+++ PASSAGE

Although Akhavi’s opening volley against Huntington is off-target, fortunately it is not the focus of his paper; rather, he presents a valuable summary of Islamic values.
The dictionary states that religion means “action or conduct indicating a belief in, reverence for, and desire to please a divine ruling power; the exercise or practice of rites implying this;” “recognition on the part of man of some higher unseen power as having control of his destiny, and as being entitled to obedience, reverence, and worship; the general mental and moral attitude resulting from this belief, with its reference to its effect on the individual or community.” Muslims specifically add to these general points that they must materialise God’s commands as members of a living community. The interest of this community must be fostered, promoted and defended. Failing in this risks the lapse of the religious injunctions.
True, many Muslims compartmentalise their lives so as to keep religion in a purely private sphere and behave in the external world on the basis of non- religious criteria. Or, if they allow matters of religion to intrude into public arenas, they limit them to purely moral and pietistic concerns that bear not on social policy and politics but on ethical devotions—such as affirming the unity of God and Muhammad’s prophecy, congregational prayer, fasting during the month of Ramadan, pilgrimage to Mecca, and paying poor dues. For them, observing these is sufficient warrant to claim that they have materialised God’s commands as members of a community. For present purposes I will label this orientation the “minimalist view.

++++++

**TASK DETAILS:**
Continue the passage on how Muslims understand religion's place in community life, picking up after its last sentence.

+++ RECORD LIST

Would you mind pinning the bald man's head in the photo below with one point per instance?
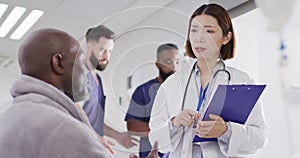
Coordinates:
(54, 57)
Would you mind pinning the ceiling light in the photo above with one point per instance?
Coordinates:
(11, 20)
(30, 20)
(3, 8)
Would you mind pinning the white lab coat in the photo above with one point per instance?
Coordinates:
(245, 139)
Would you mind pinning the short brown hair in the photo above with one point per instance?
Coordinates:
(95, 33)
(221, 15)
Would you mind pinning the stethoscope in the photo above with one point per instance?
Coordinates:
(213, 78)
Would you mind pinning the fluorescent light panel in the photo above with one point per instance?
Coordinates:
(30, 20)
(3, 8)
(11, 20)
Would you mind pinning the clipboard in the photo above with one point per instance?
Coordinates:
(233, 103)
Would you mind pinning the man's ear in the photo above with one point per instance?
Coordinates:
(227, 38)
(57, 63)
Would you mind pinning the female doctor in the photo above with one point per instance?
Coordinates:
(183, 98)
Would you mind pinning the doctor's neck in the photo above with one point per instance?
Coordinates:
(206, 66)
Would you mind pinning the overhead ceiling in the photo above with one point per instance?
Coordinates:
(75, 16)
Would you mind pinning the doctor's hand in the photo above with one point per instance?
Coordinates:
(126, 140)
(185, 118)
(213, 128)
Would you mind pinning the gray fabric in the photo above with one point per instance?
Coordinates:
(43, 122)
(196, 151)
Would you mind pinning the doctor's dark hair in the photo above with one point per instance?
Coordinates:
(166, 46)
(221, 15)
(94, 34)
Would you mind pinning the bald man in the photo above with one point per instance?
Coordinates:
(43, 121)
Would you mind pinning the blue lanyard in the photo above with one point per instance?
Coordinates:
(201, 97)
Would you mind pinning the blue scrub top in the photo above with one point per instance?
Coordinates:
(140, 109)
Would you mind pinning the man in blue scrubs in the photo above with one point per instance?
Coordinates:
(139, 111)
(99, 44)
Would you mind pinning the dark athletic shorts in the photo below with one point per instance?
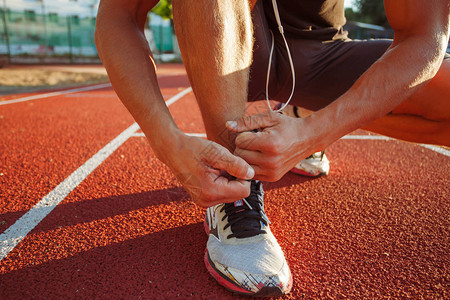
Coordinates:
(324, 70)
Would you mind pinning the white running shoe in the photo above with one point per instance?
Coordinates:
(242, 254)
(316, 164)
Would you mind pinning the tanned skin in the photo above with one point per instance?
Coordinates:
(410, 80)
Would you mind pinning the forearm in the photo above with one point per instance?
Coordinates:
(400, 72)
(127, 58)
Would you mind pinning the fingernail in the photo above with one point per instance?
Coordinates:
(250, 173)
(232, 124)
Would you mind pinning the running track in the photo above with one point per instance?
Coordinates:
(87, 211)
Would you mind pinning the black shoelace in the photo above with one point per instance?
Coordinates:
(245, 220)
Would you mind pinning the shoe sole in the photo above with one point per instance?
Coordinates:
(232, 286)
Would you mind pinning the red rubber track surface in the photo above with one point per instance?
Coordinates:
(377, 226)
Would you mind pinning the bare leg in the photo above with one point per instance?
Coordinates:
(424, 117)
(215, 39)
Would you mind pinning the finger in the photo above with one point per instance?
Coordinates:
(247, 123)
(224, 190)
(256, 141)
(234, 165)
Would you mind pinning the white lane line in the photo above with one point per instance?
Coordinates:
(19, 230)
(138, 134)
(437, 149)
(52, 94)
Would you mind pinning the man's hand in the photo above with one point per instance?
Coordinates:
(204, 168)
(276, 146)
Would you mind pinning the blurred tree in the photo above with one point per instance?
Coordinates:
(368, 11)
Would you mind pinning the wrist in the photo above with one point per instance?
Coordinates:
(165, 142)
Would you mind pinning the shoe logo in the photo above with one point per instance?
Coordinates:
(213, 225)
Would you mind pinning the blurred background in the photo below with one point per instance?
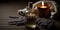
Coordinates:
(10, 8)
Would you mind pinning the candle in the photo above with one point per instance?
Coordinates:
(43, 6)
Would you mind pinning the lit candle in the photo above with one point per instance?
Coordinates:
(43, 5)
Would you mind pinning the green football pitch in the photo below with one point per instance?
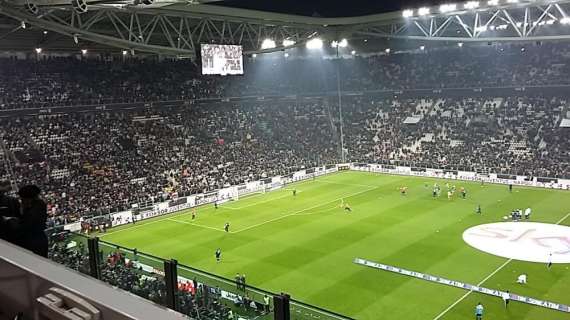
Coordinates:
(305, 245)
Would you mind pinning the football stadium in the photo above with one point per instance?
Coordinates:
(302, 160)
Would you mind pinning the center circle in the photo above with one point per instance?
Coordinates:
(525, 241)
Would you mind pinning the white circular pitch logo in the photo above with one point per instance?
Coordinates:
(527, 241)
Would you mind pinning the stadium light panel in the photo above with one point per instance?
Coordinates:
(288, 43)
(444, 8)
(268, 44)
(408, 13)
(423, 11)
(472, 5)
(315, 43)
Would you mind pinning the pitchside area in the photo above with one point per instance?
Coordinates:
(305, 245)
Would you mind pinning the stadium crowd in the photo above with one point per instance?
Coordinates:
(88, 164)
(60, 81)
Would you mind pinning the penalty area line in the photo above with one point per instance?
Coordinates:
(484, 280)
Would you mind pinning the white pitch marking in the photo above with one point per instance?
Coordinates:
(196, 225)
(306, 209)
(486, 278)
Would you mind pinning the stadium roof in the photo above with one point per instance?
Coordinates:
(178, 27)
(324, 8)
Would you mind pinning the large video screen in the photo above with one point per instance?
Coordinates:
(221, 59)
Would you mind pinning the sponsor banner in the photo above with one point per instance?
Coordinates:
(462, 285)
(550, 183)
(177, 202)
(73, 227)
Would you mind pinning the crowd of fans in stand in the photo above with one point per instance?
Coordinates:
(127, 274)
(61, 81)
(88, 164)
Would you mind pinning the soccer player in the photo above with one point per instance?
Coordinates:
(218, 255)
(522, 279)
(506, 298)
(479, 311)
(549, 265)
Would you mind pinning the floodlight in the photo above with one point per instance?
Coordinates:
(288, 43)
(268, 44)
(471, 5)
(315, 43)
(447, 7)
(423, 11)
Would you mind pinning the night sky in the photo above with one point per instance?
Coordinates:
(328, 8)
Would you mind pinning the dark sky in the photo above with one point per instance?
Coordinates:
(328, 8)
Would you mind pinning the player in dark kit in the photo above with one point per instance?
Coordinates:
(218, 255)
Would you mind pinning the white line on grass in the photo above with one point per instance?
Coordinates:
(469, 292)
(260, 202)
(303, 210)
(486, 278)
(194, 224)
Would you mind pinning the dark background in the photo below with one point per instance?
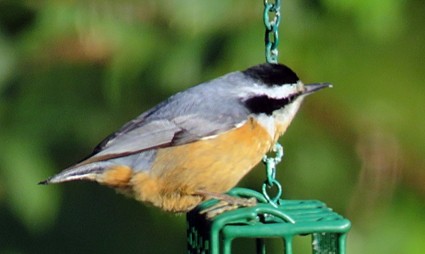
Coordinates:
(71, 72)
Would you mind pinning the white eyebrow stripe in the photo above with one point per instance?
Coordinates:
(275, 92)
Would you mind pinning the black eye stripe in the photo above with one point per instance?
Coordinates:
(266, 105)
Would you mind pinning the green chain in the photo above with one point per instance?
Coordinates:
(271, 17)
(271, 181)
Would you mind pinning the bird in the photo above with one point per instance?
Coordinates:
(199, 143)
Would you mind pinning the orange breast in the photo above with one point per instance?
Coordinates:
(213, 165)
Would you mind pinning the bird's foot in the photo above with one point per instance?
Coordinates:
(226, 203)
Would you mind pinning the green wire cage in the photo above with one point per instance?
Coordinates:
(288, 219)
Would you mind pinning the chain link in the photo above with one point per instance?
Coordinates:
(271, 17)
(271, 181)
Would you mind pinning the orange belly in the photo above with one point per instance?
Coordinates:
(212, 165)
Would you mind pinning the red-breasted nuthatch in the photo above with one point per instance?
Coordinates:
(199, 143)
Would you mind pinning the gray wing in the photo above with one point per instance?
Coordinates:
(188, 116)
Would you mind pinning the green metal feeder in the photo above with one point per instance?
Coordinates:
(289, 219)
(270, 218)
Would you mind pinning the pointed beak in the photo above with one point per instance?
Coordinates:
(311, 88)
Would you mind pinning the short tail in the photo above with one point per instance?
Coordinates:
(84, 172)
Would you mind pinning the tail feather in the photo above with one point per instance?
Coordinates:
(83, 172)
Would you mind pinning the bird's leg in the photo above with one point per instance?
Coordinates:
(225, 203)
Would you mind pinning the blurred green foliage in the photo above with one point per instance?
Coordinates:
(72, 72)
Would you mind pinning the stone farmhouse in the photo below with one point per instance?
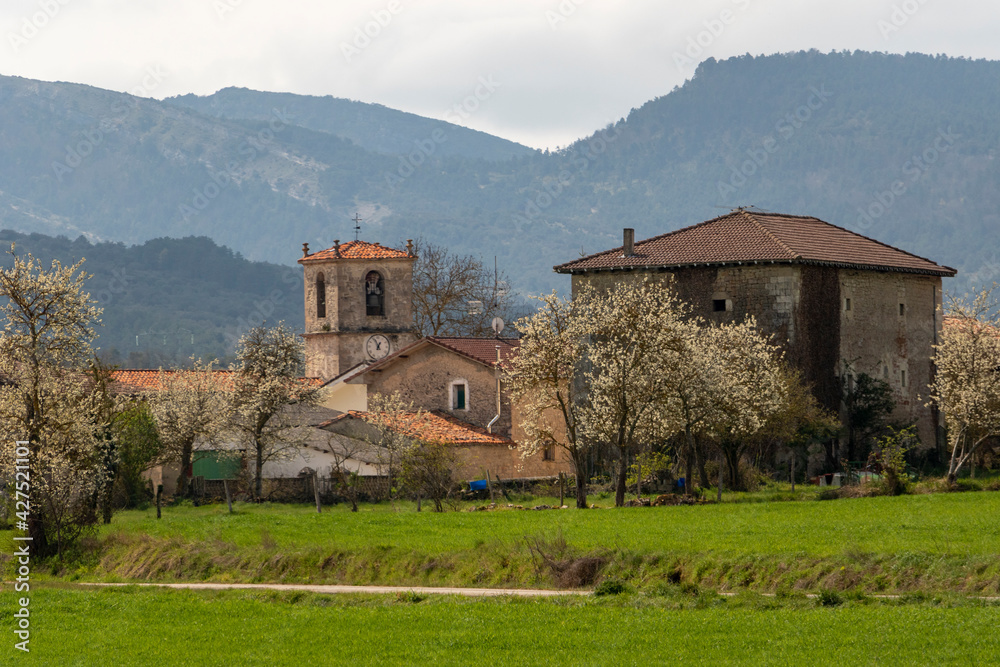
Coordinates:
(840, 303)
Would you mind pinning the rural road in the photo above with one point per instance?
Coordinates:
(332, 589)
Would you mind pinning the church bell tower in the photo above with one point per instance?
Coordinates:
(358, 301)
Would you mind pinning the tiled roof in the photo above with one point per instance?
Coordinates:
(482, 350)
(433, 426)
(745, 236)
(357, 250)
(148, 379)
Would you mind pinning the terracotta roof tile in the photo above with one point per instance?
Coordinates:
(148, 379)
(750, 236)
(357, 250)
(481, 349)
(433, 426)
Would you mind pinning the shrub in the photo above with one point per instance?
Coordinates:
(610, 587)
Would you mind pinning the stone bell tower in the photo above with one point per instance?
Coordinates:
(358, 305)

++++++

**REPLY:**
For other Muslims, however, this compartmentalisation is risky at best and, at worst, an abandonment of the categorial imperatives of the faith. In their view the materialisation of God’s commands in their daily lives cannot be accomplished unless they construct the requisite economic, political, and social institutions. For them, Islam is both “religion and politics.” I will refer to this orientation as the “maximalist view (Akhavi 2003, 545-46).”
Akhavi conducts the reader on a whirlwind tour of the rise of Islamic philosophy, which in its golden age eagerly imbibed Syriac, Persian, and Indian philosophy, and especially Greek rationalism. In such an intellectual environment, Islamic science flourished; however, by the end of the 10th century, Islamic civilization was already beginning its long decline. The leaders of Turkic tribes migrating from Central Asia into the heartland of the Middle East challenged the authority of the caliph. Although they converted to Islam, their seizure of power seize in various regions of the caliphate represented major threats to the center. The ensuing political compromises of necessity undermined the political theory that was the basis of the caliphate. Further stressing the caliphate were the Crusaders’ invasion of the Muslim heartland in a series of campaigns between 1095 and 1291. Meanwhile, in 1258 the Mongols destroyed Baghdad, seat of the caliphate.
In the face of the threats posed to Muslim institutions by the Turkic tribes, the Mongols and the Crusaders, the ulama became increasingly defensive and promoted emulation of the ideas of previous generations as a way to protect the faith. This imitative reaction formation was to reinforce even further the bias of Ash’arism against rationalism, innovation and reform. Although Muslim thinkers… would occasionally criticise the decline of Islam these were basically lone voices. Islamic thought entered a long period of stagnation that was to last until the 19th century (Akhavi 2003, 551).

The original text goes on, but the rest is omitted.